DIRECTION: Pick up the post on the dumbest fads of the last 20 years below and continue it from its last sentence.

#### SOURCE ####

9. The man bun: Not once has anyone ever said, “Check out the awesome man bun on him. ”

8. Occupy… Wall Street, Washington, London etc. Remember this thing from about 10 years ago? A bunch of people with nothing better to do just walked down to a random city square and camped out there for a couple months. No one is sure what they were protesting or when it ended. Everyone just wandered off and lost interest.

7. The Macarena: Catchy song, stupid dance. I can proudly say that I’ve never once attempted it.

6. Planking: I’m referring not to the exercise for your abs, but the idiotic fad where idiots would lay somewhere like they were a board. Not funny, ever.

5. Flash Mobs: So wait, you want me to spend my free time learning a dance so me and 50 other people can surprise your friend? Yeah, I’ll get right on that.

4. The Mannequin Challenge: I’m not sure what the challenge was, except resisting the urge to punch friends or co-workers who want you to take a hilarious picture of them pretending they’re frozen.

3. E-readers: I love my Amazon Kindle more than anyone. In fact, I haven’t read a physical book in over 9 years, but I have to admit I was wrong. I really believed that actual books made from trees would be a thing of the past by now.

2. Dabbing: I’m sure that scene is why Hillary lost the election. I’m not sure why pretending to sneeze into your elbow became a fad.

1. YOLO: Yeah, thanks Drake. Funny story about Yolo. Until the other day I had never said Yolo, then I was forced to. I was on the phone with a customer service rep. You know how when they read you a series of numbers and letters they’ll say something like, “So that number is 3, 2, Z as in Zebra, C as in Cat, then 8-1-9. Is that correct?” On my call I had to read him the serial number. And there was a letter Y in the sequence and not knowing their idiotic code, the only thing I could think of for Y was Yolo, so I said it, and he laughed.

Can you think of any other fads from the last 20 years that deserve inclusion on this list? Have a great Tuesday! ~Phil

 

16 responses to “Top Ten Tuesday! The Ten Dumbest Fads of the Last 20 Years

  1. For the love of all that’s holy
    Stop LOL and emojis!

#### DATA SECTION ####

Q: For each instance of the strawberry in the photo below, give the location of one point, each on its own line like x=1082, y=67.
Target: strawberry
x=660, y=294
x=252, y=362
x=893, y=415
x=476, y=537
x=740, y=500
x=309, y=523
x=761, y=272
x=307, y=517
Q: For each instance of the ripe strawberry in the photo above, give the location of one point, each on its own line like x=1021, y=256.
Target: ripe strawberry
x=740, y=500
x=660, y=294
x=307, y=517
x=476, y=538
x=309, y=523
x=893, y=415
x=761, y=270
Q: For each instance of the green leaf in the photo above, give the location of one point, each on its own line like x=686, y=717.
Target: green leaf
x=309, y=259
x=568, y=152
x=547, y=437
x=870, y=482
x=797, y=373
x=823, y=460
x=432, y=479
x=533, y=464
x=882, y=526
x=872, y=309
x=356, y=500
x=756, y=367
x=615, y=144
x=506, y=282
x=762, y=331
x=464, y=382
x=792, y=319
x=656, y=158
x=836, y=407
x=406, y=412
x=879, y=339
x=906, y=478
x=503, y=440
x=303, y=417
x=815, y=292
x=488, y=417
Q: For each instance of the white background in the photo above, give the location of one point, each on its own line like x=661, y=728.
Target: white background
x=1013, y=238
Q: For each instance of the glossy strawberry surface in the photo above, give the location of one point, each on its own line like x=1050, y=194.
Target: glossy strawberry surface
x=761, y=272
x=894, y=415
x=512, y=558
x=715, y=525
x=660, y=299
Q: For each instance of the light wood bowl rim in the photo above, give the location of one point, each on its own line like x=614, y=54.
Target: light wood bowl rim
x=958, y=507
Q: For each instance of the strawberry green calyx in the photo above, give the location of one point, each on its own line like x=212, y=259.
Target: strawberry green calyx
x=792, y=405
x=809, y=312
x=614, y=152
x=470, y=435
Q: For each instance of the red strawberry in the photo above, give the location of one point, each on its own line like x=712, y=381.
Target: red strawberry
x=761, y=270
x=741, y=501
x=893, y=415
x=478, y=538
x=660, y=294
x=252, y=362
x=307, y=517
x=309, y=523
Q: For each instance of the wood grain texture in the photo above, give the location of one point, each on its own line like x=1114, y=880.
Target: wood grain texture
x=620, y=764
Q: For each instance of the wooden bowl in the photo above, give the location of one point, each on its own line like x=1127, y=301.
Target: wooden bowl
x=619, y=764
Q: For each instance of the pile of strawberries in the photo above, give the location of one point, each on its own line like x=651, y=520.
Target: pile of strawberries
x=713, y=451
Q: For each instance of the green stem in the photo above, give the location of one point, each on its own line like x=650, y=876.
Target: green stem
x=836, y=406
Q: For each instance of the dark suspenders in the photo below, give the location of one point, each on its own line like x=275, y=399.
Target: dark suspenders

####

WRITTEN ANSWER:
  2. So funny how fads come and go. Maybe a new one would be Folo. (Fads only live once)

  3. Oh damn, I was going to leave a bunch of emojis and lol’s. I will rush over to Marrisa and leave them there. 😈

  4. What a great list!! I have not participated in any, save for the e reader. I got it as a gift. I have not used it often and still prefer physical books.

  5. Pet rock. I think I skipped mine over some lake somewhere 😮

  6. Great list, Phil. I would add yoga pants to the list. They are questionable attire even if you are actually doing yoga but were never meant to be worn as pants in the real world. Morphed into ‘leggings’ they are not a good look for the buxom or the toothpick, revealing too much of a good thing. I have to agree with United Airlines for banning the girls with leggings and I am appalled that my workplace allows them but won’t leg me wear perfectly decent jeans. Even on casual Friday. Which is another dumb fad. Friday doesn’t need any help since we feel casual no matter what we wear. The day of the week that needs help is Monday. The world would be a better place if we wore jeans on Monday when we can barely maneuver out of bed to brush our teeth. Let’s hear it for casual Monday! But no leggings please.

  7. I think it’s starting to fade away a bit – the designation of preferences as “Team This” or “Team That.” Are you Team Salty or Team Sweet? Team Ritz or Team Townhouse. Yes, I have a preference. No, I don’t care enough to declare myself part of a “team!”

  8. I have an entire post dedicated to the idiocy of man buns. Couldn’t agree more.

  9. I agree with dabbing! So stupid. Thank God, according to my 12 year old “Dabbing is so 2016!” But I LOVE flash mobs! I would so do one! 🕺 🕺 🕺 Available for a flash mob up here in Minnesota. (Your blog gets way more viewers. Thanks for giving me the opportunity to put that out there!)